→ What you are asked to do
Copy out all of the data with every "Identify" switched to "Find", changing nothing else. Leave the pictures out of your answer.

Pointing and labeling data
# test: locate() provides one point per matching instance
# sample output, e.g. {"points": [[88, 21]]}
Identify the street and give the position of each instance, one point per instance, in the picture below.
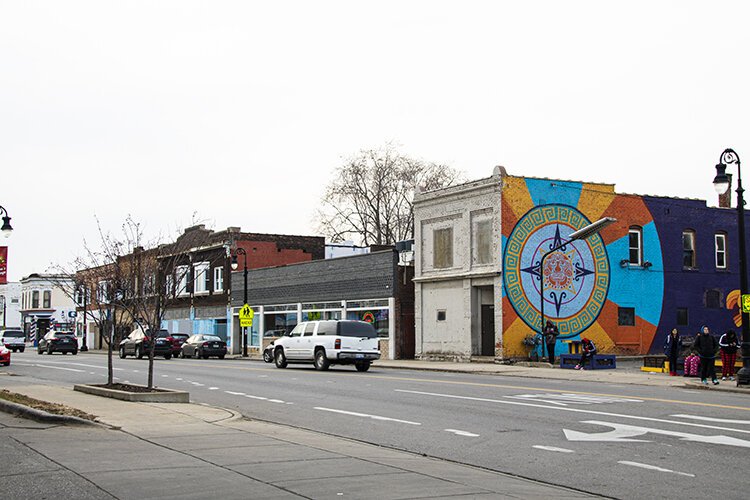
{"points": [[607, 439]]}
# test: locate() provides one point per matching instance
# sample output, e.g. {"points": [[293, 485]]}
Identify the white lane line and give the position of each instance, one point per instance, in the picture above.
{"points": [[711, 419], [462, 433], [52, 367], [653, 467], [574, 410], [552, 448], [365, 415]]}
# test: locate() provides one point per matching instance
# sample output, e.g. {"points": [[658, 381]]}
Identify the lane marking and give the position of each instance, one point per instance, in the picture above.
{"points": [[365, 415], [500, 386], [711, 419], [653, 467], [552, 448], [52, 367], [623, 433], [574, 410], [462, 433]]}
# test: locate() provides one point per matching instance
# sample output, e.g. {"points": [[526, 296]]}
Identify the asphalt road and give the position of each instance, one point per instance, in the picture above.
{"points": [[613, 440]]}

→ Solution for this task
# test: locate() provides one point per matching instance
# sample output, e.g. {"points": [[88, 21]]}
Find the street and give the position of each instance, one point per instance, in the picture below.
{"points": [[607, 439]]}
# test: locate() provides one point per matching instance
# sample output, e.g. {"points": [[293, 485]]}
Find the white lane line and give the position of each instance, one point per instance, in the picture above.
{"points": [[711, 419], [462, 433], [52, 367], [653, 467], [574, 410], [552, 448], [365, 415]]}
# test: locate() provides one point per matching instance
# sample output, e.g. {"points": [[658, 381]]}
Find the lane marking and give the position of each instance, one point per instance, in the picture above.
{"points": [[365, 415], [500, 386], [711, 419], [653, 467], [552, 448], [52, 367], [623, 433], [574, 410], [462, 433]]}
# test: locate() provides one point per matching instance
# sample output, e.g. {"points": [[526, 296]]}
Find the asphalt road and give the position of each instance, one point per instance, in the picture above.
{"points": [[613, 440]]}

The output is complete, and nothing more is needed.